▶ Your objective:
Reproduce the rows starting with the first one and going on through the line with "[0,239,53,260]", changing "ditch beside road" to "roadside ditch" and keeping everything else the same. Leave the pictures out of your answer.

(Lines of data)
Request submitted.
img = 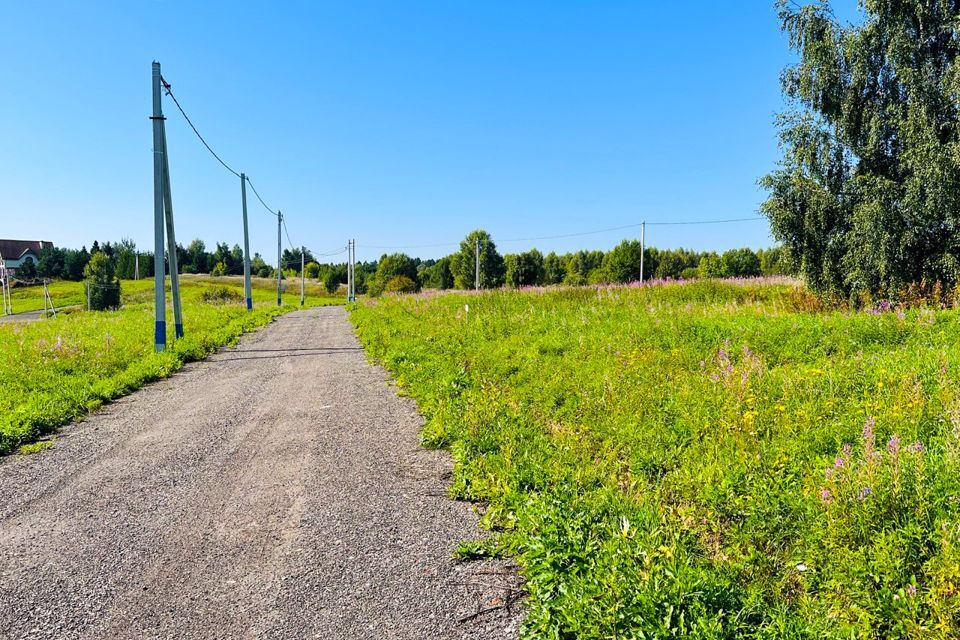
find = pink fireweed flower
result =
[887,434,900,457]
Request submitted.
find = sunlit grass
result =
[352,282,960,638]
[0,277,342,454]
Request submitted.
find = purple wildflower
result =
[887,434,900,457]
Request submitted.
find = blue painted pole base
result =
[153,320,167,351]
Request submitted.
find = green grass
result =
[0,277,341,455]
[352,282,960,639]
[4,275,343,314]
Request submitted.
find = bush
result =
[383,276,417,293]
[200,284,243,304]
[83,252,120,311]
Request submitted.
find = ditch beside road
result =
[0,307,521,639]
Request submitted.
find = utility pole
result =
[350,240,357,302]
[640,220,647,284]
[277,209,283,307]
[240,173,253,311]
[151,62,167,351]
[160,114,183,339]
[476,238,480,291]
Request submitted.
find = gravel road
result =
[0,307,521,639]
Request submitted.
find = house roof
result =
[0,239,53,260]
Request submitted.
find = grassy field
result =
[0,276,342,455]
[11,275,337,314]
[352,282,960,639]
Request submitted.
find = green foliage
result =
[543,251,567,285]
[450,229,506,289]
[200,285,244,304]
[17,256,37,280]
[423,256,453,289]
[603,240,644,283]
[761,0,960,298]
[83,251,120,311]
[352,280,960,640]
[504,249,543,287]
[367,253,420,296]
[383,276,417,293]
[697,253,730,278]
[720,247,761,278]
[0,276,341,455]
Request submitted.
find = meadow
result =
[0,276,343,455]
[351,281,960,639]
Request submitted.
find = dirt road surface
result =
[0,307,520,639]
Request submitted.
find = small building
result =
[0,239,53,275]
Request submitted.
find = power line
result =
[247,176,277,215]
[358,216,766,249]
[160,76,240,178]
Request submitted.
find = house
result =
[0,239,53,274]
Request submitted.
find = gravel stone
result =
[0,307,522,639]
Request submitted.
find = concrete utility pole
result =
[640,220,647,284]
[150,62,167,351]
[277,209,283,307]
[240,173,253,311]
[160,120,183,339]
[350,240,357,302]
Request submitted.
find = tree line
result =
[19,230,791,296]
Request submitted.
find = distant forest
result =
[18,230,794,295]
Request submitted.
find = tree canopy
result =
[761,0,960,297]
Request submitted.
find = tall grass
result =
[352,282,960,638]
[0,278,340,455]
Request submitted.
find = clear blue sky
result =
[0,0,856,260]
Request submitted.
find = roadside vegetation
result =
[0,276,342,455]
[351,280,960,639]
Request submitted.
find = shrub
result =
[383,276,417,293]
[83,252,120,311]
[200,284,243,304]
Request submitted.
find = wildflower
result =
[863,418,877,457]
[887,434,900,456]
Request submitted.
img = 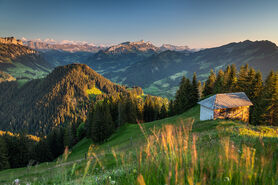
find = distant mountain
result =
[106,40,278,97]
[40,49,93,67]
[160,44,191,51]
[23,41,106,53]
[0,37,51,79]
[86,40,160,74]
[0,64,132,135]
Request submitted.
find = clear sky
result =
[0,0,278,48]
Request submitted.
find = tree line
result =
[172,64,278,126]
[85,92,168,143]
[0,88,168,170]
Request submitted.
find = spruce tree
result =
[224,64,237,92]
[236,64,249,92]
[159,104,168,119]
[204,70,216,96]
[189,73,200,106]
[213,69,225,94]
[0,136,10,170]
[260,71,278,125]
[168,100,175,116]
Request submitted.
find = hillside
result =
[0,71,16,83]
[23,41,105,53]
[0,64,131,135]
[0,106,278,184]
[111,40,278,97]
[0,37,50,79]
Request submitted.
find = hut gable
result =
[198,92,253,122]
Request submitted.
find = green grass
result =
[0,106,278,184]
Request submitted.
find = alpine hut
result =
[198,92,253,122]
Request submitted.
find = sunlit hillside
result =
[0,106,278,185]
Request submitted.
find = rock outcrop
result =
[0,37,23,45]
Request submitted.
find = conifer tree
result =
[91,102,115,143]
[224,64,237,92]
[168,100,175,116]
[204,70,216,96]
[159,104,168,119]
[197,80,203,100]
[189,73,200,106]
[236,64,249,92]
[213,69,225,94]
[260,71,278,125]
[0,136,10,170]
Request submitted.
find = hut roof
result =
[198,92,253,109]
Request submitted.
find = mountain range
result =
[0,37,51,80]
[0,35,278,98]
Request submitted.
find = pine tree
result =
[174,77,193,114]
[159,104,168,119]
[248,72,264,125]
[168,100,175,116]
[197,81,203,100]
[213,69,225,94]
[236,64,249,92]
[224,64,237,92]
[189,73,200,107]
[91,102,115,143]
[260,71,278,125]
[0,136,10,170]
[204,70,216,96]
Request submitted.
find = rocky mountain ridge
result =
[0,37,23,45]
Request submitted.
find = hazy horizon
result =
[0,0,278,48]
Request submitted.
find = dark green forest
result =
[0,65,278,169]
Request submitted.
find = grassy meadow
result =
[0,106,278,185]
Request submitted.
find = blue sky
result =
[0,0,278,48]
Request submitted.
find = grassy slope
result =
[0,106,277,184]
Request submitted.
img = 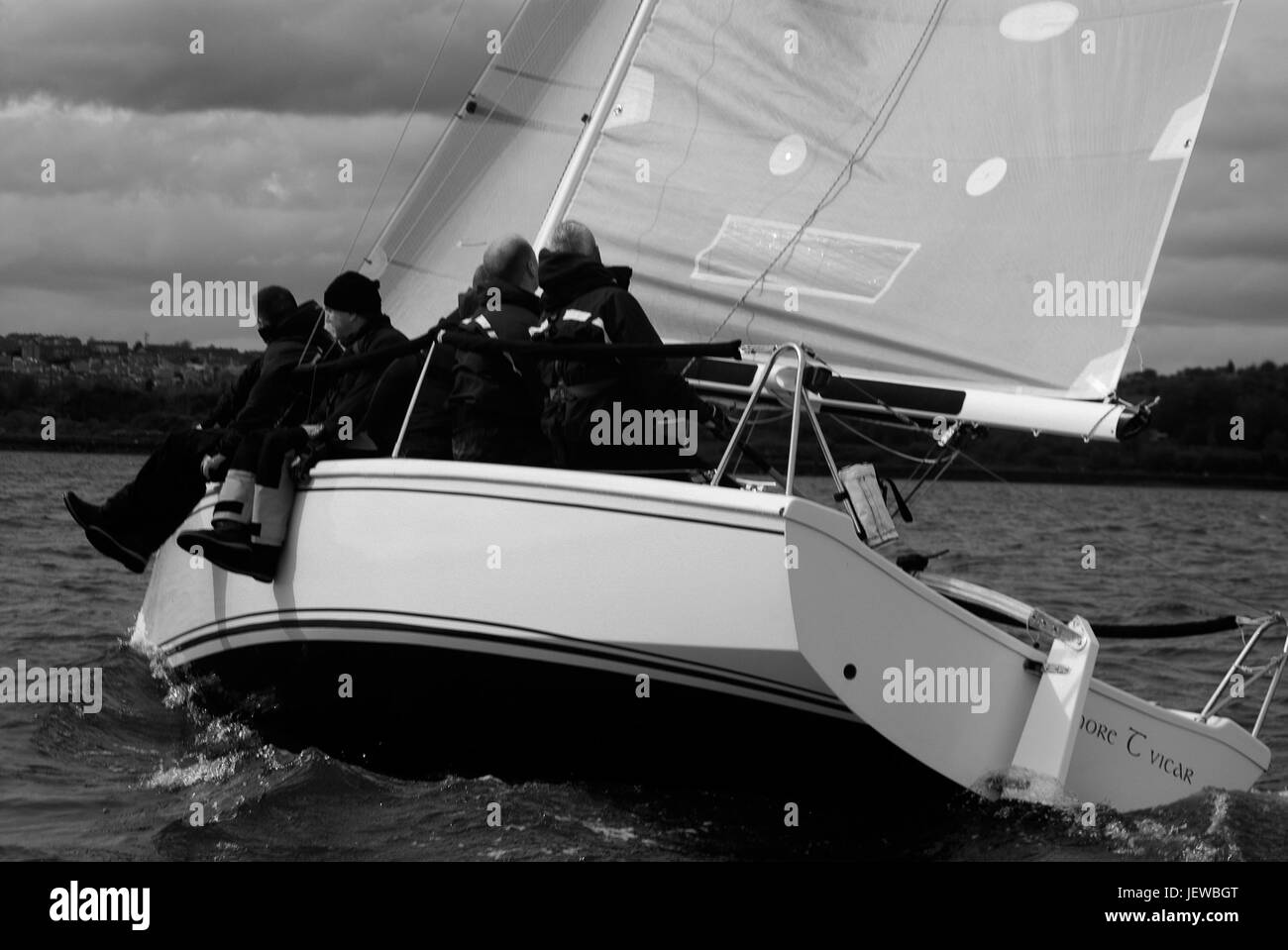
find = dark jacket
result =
[362,282,478,459]
[533,251,712,470]
[219,300,332,456]
[533,251,709,418]
[448,284,545,429]
[313,314,407,442]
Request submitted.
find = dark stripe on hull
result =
[162,610,846,712]
[183,640,954,798]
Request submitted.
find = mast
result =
[532,0,657,251]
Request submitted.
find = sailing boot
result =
[63,491,151,575]
[244,453,295,584]
[175,469,255,575]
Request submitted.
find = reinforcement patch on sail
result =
[693,215,918,304]
[559,0,1235,399]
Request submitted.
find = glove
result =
[201,455,226,481]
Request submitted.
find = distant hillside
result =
[0,362,1288,486]
[736,362,1288,486]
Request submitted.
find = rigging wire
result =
[340,0,465,270]
[708,0,948,343]
[819,361,1272,616]
[380,0,572,265]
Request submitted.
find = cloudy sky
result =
[0,0,1288,370]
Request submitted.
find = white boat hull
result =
[138,460,1270,808]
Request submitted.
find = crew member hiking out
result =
[177,270,407,581]
[362,265,488,460]
[448,235,550,465]
[63,285,331,573]
[532,222,725,472]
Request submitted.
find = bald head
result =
[483,235,537,293]
[549,222,599,260]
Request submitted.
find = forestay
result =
[361,0,635,332]
[554,0,1235,399]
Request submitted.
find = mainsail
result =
[360,0,636,332]
[548,0,1236,398]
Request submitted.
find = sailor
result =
[447,235,550,465]
[533,222,725,470]
[63,285,331,575]
[362,265,488,460]
[177,270,407,583]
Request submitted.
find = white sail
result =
[549,0,1235,399]
[360,0,636,332]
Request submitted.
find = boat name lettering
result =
[1127,726,1194,786]
[1078,715,1118,745]
[1149,749,1194,786]
[1127,726,1149,758]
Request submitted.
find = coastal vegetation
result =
[0,362,1288,486]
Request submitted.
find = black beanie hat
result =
[322,270,380,317]
[255,284,296,327]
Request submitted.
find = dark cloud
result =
[0,0,1288,370]
[0,0,518,115]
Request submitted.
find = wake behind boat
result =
[128,0,1288,808]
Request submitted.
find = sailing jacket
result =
[532,251,716,470]
[532,251,712,421]
[313,314,407,442]
[448,283,545,422]
[216,300,331,456]
[362,287,478,459]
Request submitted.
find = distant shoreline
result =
[0,433,1288,491]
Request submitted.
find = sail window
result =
[358,245,389,280]
[999,0,1078,43]
[1149,93,1207,162]
[966,158,1006,198]
[604,65,653,130]
[692,215,921,304]
[769,134,807,175]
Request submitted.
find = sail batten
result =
[548,0,1235,399]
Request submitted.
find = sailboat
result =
[137,0,1288,809]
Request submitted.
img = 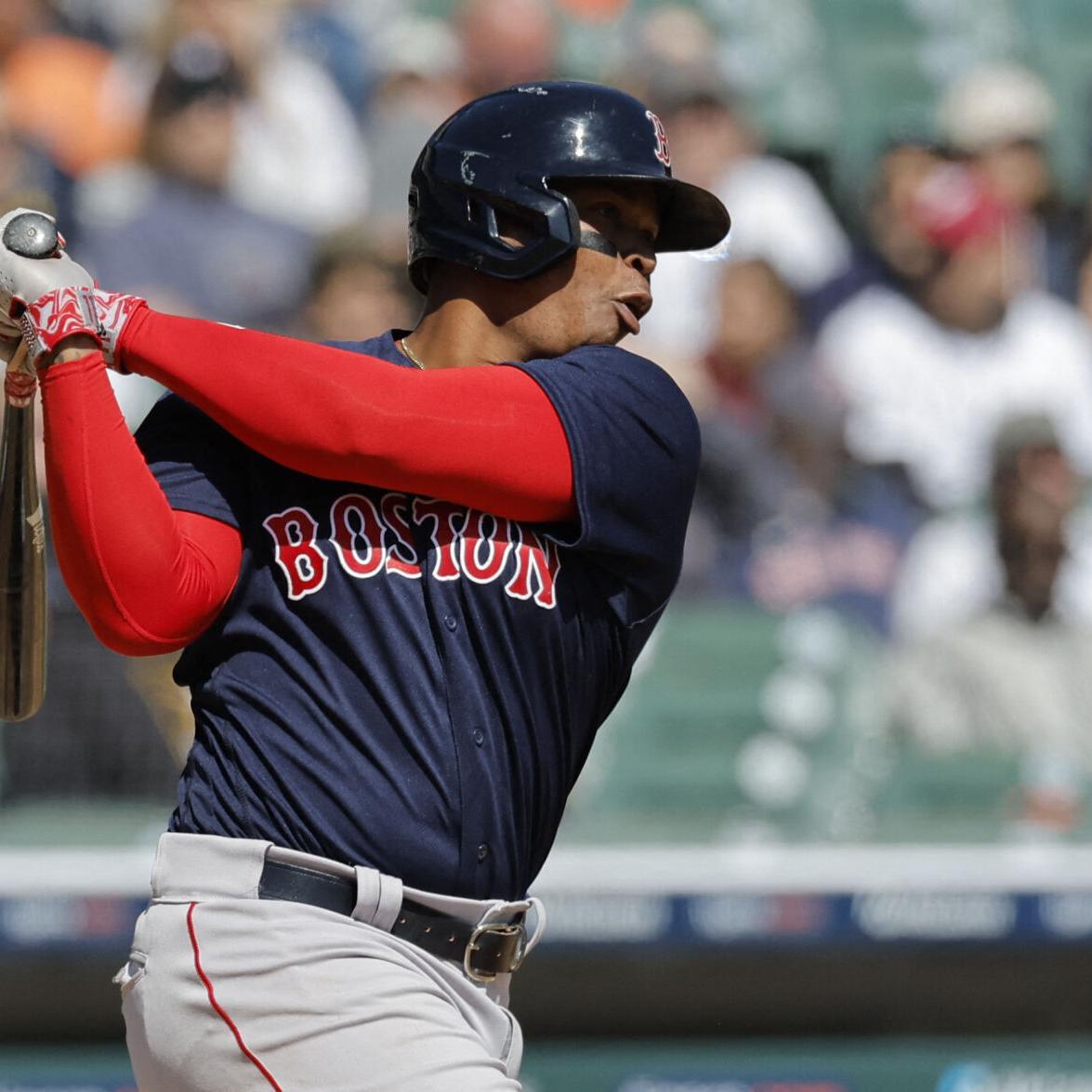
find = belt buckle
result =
[463,922,528,981]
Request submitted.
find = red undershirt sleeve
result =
[42,353,243,655]
[119,308,575,523]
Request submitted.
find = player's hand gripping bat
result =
[0,212,59,721]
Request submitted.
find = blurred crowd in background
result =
[0,0,1092,832]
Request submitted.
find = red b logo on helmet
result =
[644,111,672,167]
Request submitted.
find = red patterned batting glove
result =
[19,285,148,373]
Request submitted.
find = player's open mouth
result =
[613,293,651,335]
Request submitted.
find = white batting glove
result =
[0,208,144,370]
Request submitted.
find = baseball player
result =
[0,82,729,1092]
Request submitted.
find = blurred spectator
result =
[77,36,311,330]
[940,63,1084,300]
[285,0,375,118]
[299,231,420,342]
[0,92,71,218]
[145,0,369,233]
[885,419,1092,831]
[818,163,1092,509]
[356,15,466,248]
[452,0,557,105]
[892,416,1092,641]
[634,71,850,387]
[684,260,919,631]
[0,0,139,177]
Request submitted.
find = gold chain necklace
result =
[399,337,425,372]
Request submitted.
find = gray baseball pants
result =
[114,834,542,1092]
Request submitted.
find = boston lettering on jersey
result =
[262,493,561,610]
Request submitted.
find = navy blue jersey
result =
[138,333,698,898]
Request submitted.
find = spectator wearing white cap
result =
[938,62,1082,300]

▶ Result for this task:
Request submitted.
img = 
find = pink fireweed flower
result =
[887,434,900,457]
Request submitted.
find = sunlit grass
result =
[352,282,960,638]
[0,277,342,454]
Request submitted.
find = purple wildflower
result =
[887,434,900,457]
Request submitted.
find = blue painted pole base
result =
[153,320,167,351]
Request submitted.
find = green grass
result =
[0,277,341,455]
[352,282,960,639]
[4,275,343,314]
Request submitted.
find = bush
result =
[383,276,417,293]
[200,284,243,304]
[83,252,120,311]
Request submitted.
find = roadside ditch
result =
[0,307,521,639]
Request submitted.
find = utility pole
result =
[350,240,357,302]
[640,220,647,284]
[277,209,283,307]
[240,173,253,311]
[151,62,167,351]
[160,114,183,339]
[476,238,480,291]
Request submitted.
find = gravel road
result =
[0,307,521,639]
Request submitted.
find = house roof
result =
[0,239,53,260]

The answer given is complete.